DOCUMENT EXTRACT:
Ah ok thanks man I do need to learn basic accounting haven't got around to it yet.


----------



## luutzu (20 January 2017)

dannycoyne said:


> Hey mate! If you have any doubts on accounting process and everything, maybe you could ask for professional help though. You can look for help here for accounting tips.




Or use DangInvestor where you just enter the financial statement data and have it all charted, with tips for interpretation, analysis and valuation.  

I thought it's awesome. And that's not just because I wrote it


----------



## RandomInvestor (24 January 2017)

Hey guys I got another question so I am currently learning accounting basics and something doesn't make sense it says "
When a company receives cash, the Cash account is debited.

When the company pays cash, the Cash account is credited.
"

But then it says 

"
A debit is an accounting entry that either increases an asset or expense account,
 or decreases a liability or equity account. It is positioned to the left in an accounting entry.
A credit is an accounting entry that either increases a liability or equity account, or decreases an asset or expense account."

Then I am doing a quiz and it says "Generally when an expense is involved in a transaction, an expense will be" debited or credited? The answer is debited but how? Shouldn't it be credited since an expense is money going out you are paying for something?

DATA SUPPLIED:
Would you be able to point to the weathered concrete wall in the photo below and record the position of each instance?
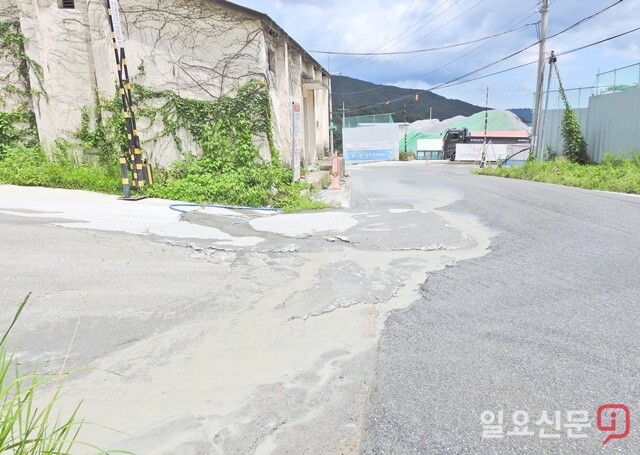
(9, 63)
(59, 40)
(195, 48)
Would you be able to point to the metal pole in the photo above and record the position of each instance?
(541, 64)
(552, 61)
(330, 119)
(133, 139)
(483, 159)
(405, 131)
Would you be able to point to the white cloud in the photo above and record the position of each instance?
(367, 25)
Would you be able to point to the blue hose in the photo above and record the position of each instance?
(231, 207)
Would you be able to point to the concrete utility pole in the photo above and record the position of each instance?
(343, 110)
(540, 81)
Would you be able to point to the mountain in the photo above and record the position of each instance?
(363, 98)
(525, 114)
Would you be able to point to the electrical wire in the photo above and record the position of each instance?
(430, 49)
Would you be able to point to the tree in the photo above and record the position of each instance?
(573, 143)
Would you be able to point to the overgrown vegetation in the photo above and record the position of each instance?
(230, 169)
(26, 428)
(17, 122)
(30, 166)
(574, 145)
(613, 174)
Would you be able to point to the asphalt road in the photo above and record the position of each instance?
(549, 321)
(235, 333)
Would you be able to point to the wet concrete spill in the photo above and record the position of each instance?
(282, 352)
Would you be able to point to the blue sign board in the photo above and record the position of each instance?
(369, 155)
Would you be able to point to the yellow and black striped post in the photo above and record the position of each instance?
(138, 171)
(124, 173)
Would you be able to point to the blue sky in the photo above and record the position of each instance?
(408, 25)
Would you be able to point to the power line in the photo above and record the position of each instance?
(430, 49)
(451, 83)
(581, 21)
(359, 60)
(363, 65)
(600, 42)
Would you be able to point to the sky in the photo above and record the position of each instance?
(391, 26)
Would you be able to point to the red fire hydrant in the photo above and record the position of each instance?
(335, 173)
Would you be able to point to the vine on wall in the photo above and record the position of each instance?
(17, 125)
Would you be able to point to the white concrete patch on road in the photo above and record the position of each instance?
(400, 210)
(304, 224)
(144, 217)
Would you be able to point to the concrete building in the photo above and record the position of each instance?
(199, 49)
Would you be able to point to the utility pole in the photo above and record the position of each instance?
(330, 119)
(343, 110)
(540, 81)
(552, 61)
(405, 131)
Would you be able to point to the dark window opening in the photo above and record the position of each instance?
(66, 4)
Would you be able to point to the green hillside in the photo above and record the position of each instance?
(357, 94)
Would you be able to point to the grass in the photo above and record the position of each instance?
(31, 167)
(268, 185)
(25, 428)
(613, 174)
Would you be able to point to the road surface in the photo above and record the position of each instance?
(390, 327)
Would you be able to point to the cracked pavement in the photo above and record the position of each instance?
(222, 331)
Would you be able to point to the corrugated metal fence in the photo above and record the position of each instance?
(610, 123)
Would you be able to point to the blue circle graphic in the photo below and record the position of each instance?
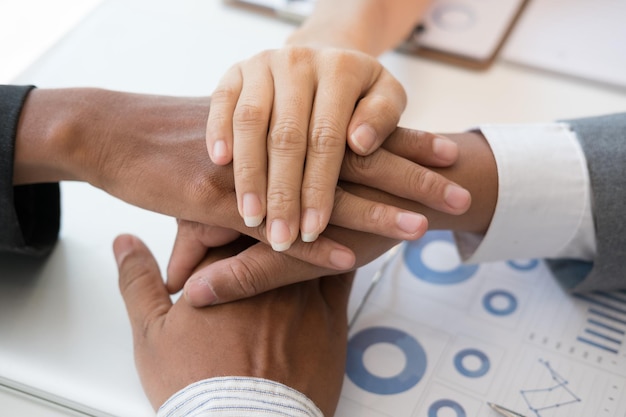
(504, 311)
(453, 405)
(481, 371)
(412, 373)
(523, 265)
(413, 258)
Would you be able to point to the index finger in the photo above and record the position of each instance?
(140, 282)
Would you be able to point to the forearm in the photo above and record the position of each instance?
(474, 170)
(370, 26)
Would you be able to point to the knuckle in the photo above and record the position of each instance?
(200, 189)
(247, 282)
(280, 198)
(248, 113)
(326, 136)
(359, 165)
(288, 134)
(423, 180)
(224, 94)
(296, 56)
(386, 109)
(376, 213)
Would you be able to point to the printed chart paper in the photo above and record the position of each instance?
(438, 338)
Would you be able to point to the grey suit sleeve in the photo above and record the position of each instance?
(29, 214)
(603, 140)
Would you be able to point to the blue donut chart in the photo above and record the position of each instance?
(438, 405)
(414, 369)
(523, 266)
(477, 373)
(413, 259)
(488, 303)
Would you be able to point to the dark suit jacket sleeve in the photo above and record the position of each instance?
(603, 140)
(29, 214)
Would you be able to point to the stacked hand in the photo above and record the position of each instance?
(150, 151)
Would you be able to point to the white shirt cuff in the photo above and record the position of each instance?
(240, 397)
(544, 197)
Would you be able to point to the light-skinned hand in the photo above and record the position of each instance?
(295, 335)
(284, 116)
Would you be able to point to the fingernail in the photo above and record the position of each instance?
(341, 259)
(219, 151)
(364, 137)
(410, 223)
(199, 293)
(251, 207)
(445, 149)
(456, 197)
(310, 225)
(280, 237)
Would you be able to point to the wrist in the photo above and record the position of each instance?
(48, 138)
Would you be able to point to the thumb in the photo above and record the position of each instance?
(140, 282)
(251, 272)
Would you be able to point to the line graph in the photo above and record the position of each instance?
(557, 395)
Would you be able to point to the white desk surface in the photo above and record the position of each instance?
(188, 58)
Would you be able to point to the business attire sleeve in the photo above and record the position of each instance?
(29, 214)
(603, 140)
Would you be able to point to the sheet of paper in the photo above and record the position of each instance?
(27, 30)
(439, 338)
(581, 38)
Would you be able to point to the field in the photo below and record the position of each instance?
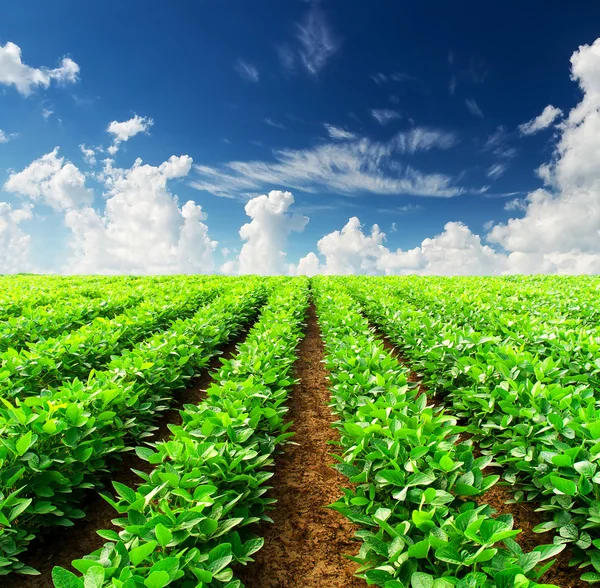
(208, 431)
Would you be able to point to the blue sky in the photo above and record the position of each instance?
(423, 99)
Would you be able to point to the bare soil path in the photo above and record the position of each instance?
(305, 546)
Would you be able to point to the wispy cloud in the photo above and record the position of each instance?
(314, 46)
(380, 78)
(348, 167)
(6, 137)
(275, 124)
(473, 107)
(339, 134)
(247, 71)
(541, 122)
(496, 170)
(384, 115)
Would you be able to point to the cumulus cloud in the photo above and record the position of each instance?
(349, 167)
(13, 72)
(14, 242)
(248, 71)
(265, 236)
(541, 122)
(473, 107)
(142, 229)
(52, 181)
(339, 134)
(123, 131)
(384, 115)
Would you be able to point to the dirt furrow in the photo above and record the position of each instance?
(62, 545)
(305, 546)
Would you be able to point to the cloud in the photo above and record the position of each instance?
(384, 115)
(123, 131)
(349, 167)
(89, 155)
(247, 71)
(142, 229)
(314, 46)
(274, 124)
(473, 107)
(265, 236)
(14, 242)
(5, 138)
(52, 181)
(455, 251)
(26, 79)
(380, 78)
(541, 122)
(339, 134)
(496, 170)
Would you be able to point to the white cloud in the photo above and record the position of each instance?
(25, 78)
(380, 78)
(123, 131)
(338, 133)
(247, 71)
(562, 223)
(349, 167)
(473, 107)
(384, 115)
(317, 43)
(496, 170)
(266, 235)
(52, 181)
(274, 124)
(14, 242)
(456, 251)
(142, 229)
(543, 121)
(5, 138)
(89, 155)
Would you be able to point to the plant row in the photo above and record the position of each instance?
(524, 409)
(413, 482)
(55, 446)
(186, 524)
(75, 353)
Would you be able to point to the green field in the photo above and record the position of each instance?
(462, 411)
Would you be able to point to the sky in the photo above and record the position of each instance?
(300, 137)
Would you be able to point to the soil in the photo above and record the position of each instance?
(62, 545)
(305, 546)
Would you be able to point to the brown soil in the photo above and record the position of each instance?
(62, 545)
(305, 546)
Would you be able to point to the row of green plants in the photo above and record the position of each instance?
(55, 446)
(413, 481)
(38, 322)
(187, 523)
(74, 354)
(525, 406)
(19, 294)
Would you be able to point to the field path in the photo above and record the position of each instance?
(305, 546)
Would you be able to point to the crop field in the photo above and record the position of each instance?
(220, 432)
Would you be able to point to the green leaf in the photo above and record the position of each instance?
(163, 535)
(421, 580)
(139, 554)
(64, 579)
(157, 580)
(563, 486)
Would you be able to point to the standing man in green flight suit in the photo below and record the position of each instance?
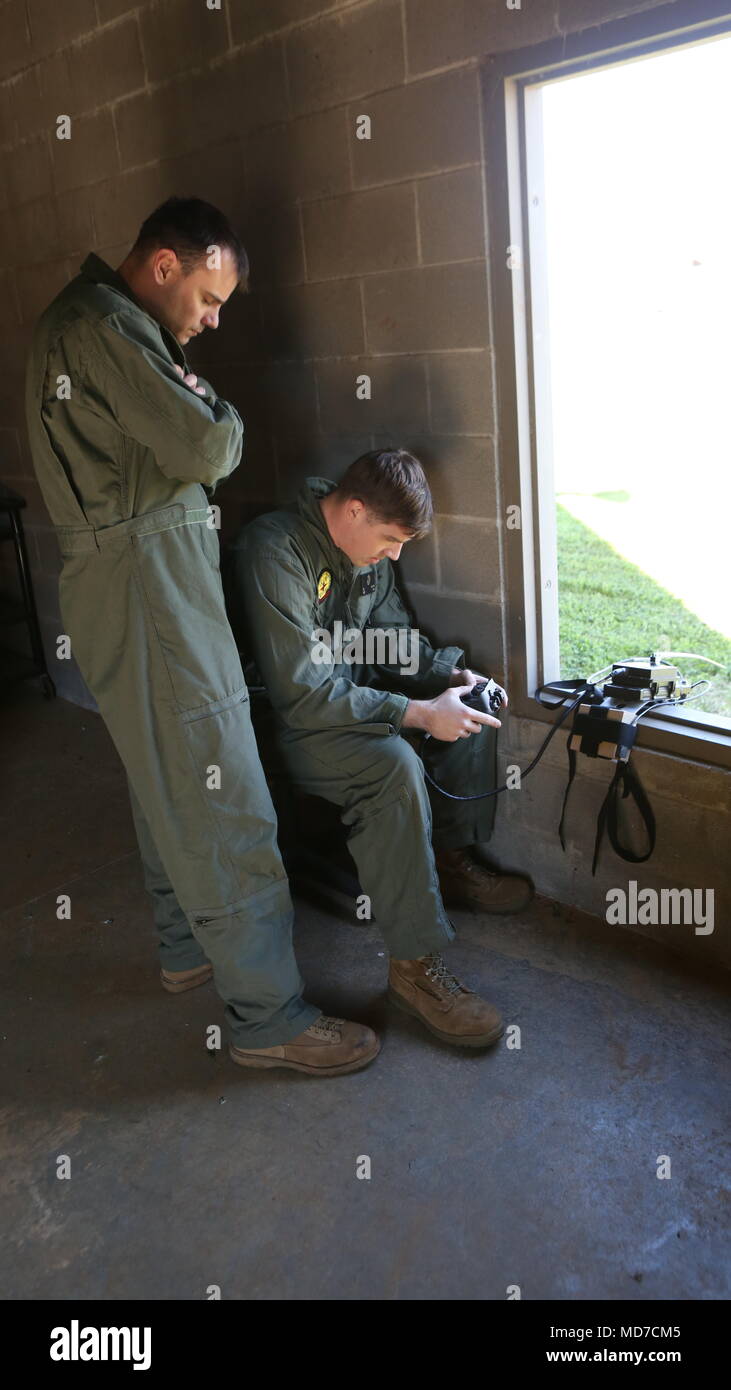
(307, 576)
(127, 446)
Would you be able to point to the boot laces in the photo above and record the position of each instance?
(327, 1025)
(435, 968)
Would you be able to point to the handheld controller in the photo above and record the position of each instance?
(485, 695)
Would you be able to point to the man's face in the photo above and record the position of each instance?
(366, 540)
(189, 303)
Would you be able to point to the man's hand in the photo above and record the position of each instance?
(446, 717)
(470, 679)
(191, 381)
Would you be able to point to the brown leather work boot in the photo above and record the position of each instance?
(328, 1047)
(178, 980)
(469, 884)
(446, 1007)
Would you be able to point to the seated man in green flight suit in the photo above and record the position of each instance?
(346, 674)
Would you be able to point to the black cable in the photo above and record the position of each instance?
(480, 795)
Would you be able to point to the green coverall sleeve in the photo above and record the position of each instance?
(274, 590)
(128, 375)
(435, 665)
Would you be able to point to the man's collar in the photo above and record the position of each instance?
(97, 270)
(310, 509)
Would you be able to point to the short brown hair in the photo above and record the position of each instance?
(391, 484)
(189, 227)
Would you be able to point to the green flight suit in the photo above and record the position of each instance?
(338, 722)
(124, 452)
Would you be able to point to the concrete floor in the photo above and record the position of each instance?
(532, 1166)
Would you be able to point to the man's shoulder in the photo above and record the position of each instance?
(277, 533)
(79, 305)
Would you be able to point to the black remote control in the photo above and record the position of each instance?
(485, 695)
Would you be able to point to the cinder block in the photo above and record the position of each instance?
(360, 232)
(28, 171)
(416, 129)
(438, 35)
(321, 320)
(580, 14)
(259, 17)
(469, 623)
(178, 36)
(56, 95)
(317, 456)
(300, 160)
(346, 54)
(239, 95)
(75, 225)
(398, 396)
(109, 64)
(450, 217)
(154, 125)
(113, 9)
(274, 246)
(460, 470)
(417, 563)
(88, 156)
(38, 285)
(15, 47)
(431, 307)
(20, 107)
(120, 205)
(56, 25)
(690, 783)
(470, 556)
(292, 398)
(460, 392)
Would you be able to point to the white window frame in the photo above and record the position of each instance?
(519, 296)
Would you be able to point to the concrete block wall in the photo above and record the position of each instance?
(367, 256)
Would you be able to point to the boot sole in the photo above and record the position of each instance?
(268, 1062)
(467, 905)
(471, 1040)
(179, 986)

EXERCISE OBJECTIVE: Please answer from the forum thread: what happens to the Cash account when a company pays cash? The records are separate material and have no connection to the forum thread.

RESULT: The Cash account is credited.